Natural-language object grounding data
▶
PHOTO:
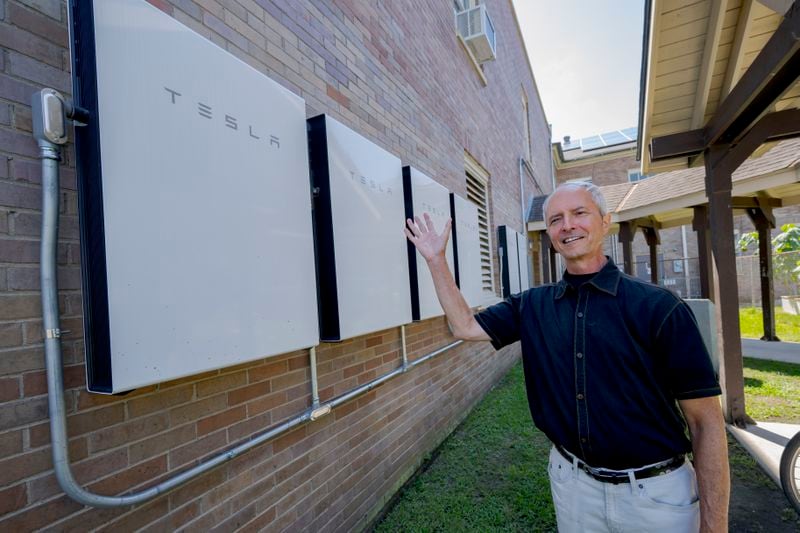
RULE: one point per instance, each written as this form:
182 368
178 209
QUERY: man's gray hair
597 195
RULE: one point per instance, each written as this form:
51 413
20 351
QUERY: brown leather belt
616 477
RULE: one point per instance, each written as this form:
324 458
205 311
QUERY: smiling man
617 377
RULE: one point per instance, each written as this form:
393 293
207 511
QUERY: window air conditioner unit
476 27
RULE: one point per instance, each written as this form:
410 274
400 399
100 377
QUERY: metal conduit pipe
49 154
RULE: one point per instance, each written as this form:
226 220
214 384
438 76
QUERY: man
615 371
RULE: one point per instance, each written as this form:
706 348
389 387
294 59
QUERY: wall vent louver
476 28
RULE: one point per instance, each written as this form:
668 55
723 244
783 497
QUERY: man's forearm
452 301
710 448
◀
**PROBLEM:** Skip the images and restate each record above word for word.

**ANSWER BOX:**
PHOTO:
RULE: one point per instance, each written as this form:
182 368
178 209
QUERY: man's gray hair
597 195
RULE: one point per instance, each written as this form:
51 413
20 351
QUERY: brown leather belt
616 477
RULE: one point per instance, each written as this form:
324 458
205 311
QUERY: smiling man
617 377
RULE: one point per instance, each written as this form:
393 293
207 511
QUERY: window air conditioner unit
476 27
RULE: one point per instance, each written as this form:
410 274
400 399
100 377
QUERY: metal conduit pipe
49 154
RULE: one point per instance, each written as this form:
226 220
214 384
438 76
QUERY: man
615 371
RULE: one point per instance, each written as this form:
706 348
389 387
294 59
QUERY: wall vent louver
476 28
RULE: one point per instance, each written as this form:
668 55
723 244
783 497
QUERY: man's forearm
452 301
710 448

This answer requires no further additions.